> [Your instructions]: Your transcription must include every record word for word and no pictures.

==== Exercise inputs

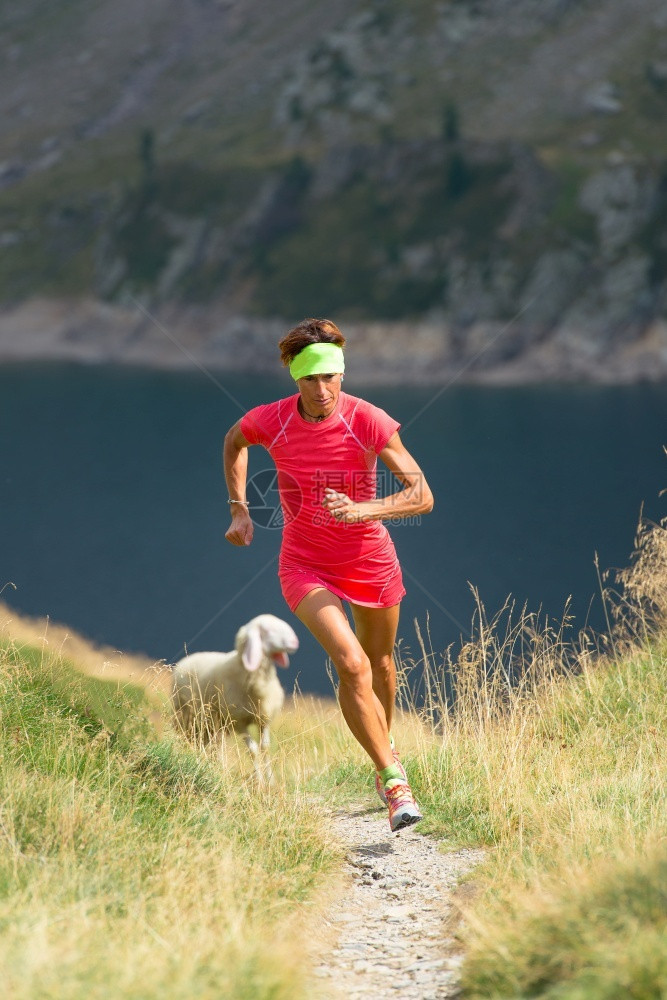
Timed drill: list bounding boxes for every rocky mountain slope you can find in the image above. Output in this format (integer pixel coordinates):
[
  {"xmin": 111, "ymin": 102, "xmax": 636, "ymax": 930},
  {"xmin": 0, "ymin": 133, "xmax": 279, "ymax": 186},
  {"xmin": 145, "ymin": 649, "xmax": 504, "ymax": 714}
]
[{"xmin": 2, "ymin": 0, "xmax": 667, "ymax": 381}]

========

> [Problem solution]:
Timed drill: list bounding boxes for every rocky mountain slope you can find in the image above. Output in this format (integer pixel coordinates):
[
  {"xmin": 111, "ymin": 102, "xmax": 636, "ymax": 930},
  {"xmin": 0, "ymin": 133, "xmax": 279, "ymax": 186},
  {"xmin": 145, "ymin": 649, "xmax": 504, "ymax": 714}
]
[{"xmin": 2, "ymin": 0, "xmax": 667, "ymax": 381}]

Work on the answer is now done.